▸ OBJECTIVE
Count the lines in the rows below that contain the string "suit", treating uppercase and lowercase as different. Reply with the number alone.

Mask labeling rows:
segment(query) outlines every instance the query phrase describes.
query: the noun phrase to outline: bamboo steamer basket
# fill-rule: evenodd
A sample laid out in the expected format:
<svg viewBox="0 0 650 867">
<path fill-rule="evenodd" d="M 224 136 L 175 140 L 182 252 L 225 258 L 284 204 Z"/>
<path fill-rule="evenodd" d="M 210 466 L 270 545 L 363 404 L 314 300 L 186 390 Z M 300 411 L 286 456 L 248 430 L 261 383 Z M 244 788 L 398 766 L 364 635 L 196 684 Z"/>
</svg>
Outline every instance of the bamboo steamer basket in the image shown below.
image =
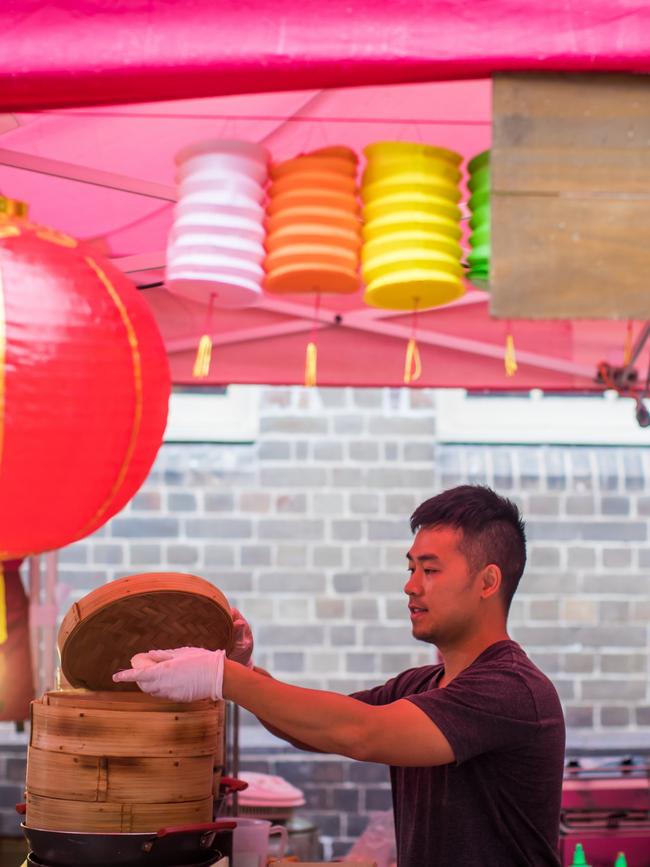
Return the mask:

...

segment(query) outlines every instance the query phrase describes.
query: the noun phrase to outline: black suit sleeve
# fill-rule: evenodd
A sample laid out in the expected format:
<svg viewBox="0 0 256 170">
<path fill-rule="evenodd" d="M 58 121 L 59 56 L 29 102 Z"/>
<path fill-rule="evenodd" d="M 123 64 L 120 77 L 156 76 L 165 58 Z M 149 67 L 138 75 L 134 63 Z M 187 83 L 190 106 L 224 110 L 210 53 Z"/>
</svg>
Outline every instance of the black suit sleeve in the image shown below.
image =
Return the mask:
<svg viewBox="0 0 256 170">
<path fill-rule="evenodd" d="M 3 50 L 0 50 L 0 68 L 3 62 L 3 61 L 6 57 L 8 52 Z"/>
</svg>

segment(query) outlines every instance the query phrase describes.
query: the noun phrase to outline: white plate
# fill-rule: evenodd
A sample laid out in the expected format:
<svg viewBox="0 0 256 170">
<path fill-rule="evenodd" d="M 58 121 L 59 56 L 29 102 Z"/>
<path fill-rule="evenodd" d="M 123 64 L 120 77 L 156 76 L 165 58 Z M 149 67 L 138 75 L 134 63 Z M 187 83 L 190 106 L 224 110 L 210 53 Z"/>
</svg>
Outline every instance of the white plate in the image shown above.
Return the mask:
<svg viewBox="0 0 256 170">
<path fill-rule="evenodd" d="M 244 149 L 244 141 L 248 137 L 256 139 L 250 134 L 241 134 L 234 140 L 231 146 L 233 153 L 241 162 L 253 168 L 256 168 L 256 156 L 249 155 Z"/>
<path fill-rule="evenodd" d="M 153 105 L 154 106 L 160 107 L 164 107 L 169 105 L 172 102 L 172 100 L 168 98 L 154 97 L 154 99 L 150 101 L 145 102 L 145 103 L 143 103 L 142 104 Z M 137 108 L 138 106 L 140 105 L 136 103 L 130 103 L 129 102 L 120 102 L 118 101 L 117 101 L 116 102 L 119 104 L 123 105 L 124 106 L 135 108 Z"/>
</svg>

▸ REPLY
2